WHAT THIS TASK INVOLVES:
Every entry needs to be written out again exactly, with its pictures removed.

DATA SHOWN:

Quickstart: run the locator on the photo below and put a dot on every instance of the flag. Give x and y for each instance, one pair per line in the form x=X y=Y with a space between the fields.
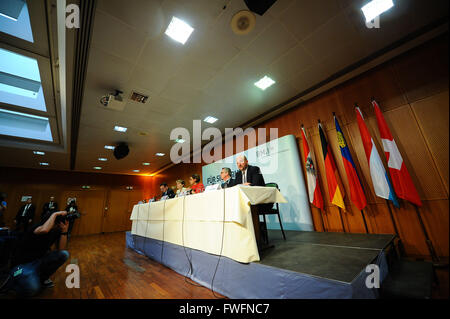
x=403 y=184
x=356 y=191
x=315 y=195
x=380 y=179
x=331 y=171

TASK RESPONSE:
Quickstart: run the locator on the photo below and put a dot on every instance of the flag. Give x and y for each instance, one pair per line in the form x=X y=Y with a space between the fields.
x=403 y=184
x=356 y=191
x=315 y=195
x=380 y=179
x=331 y=171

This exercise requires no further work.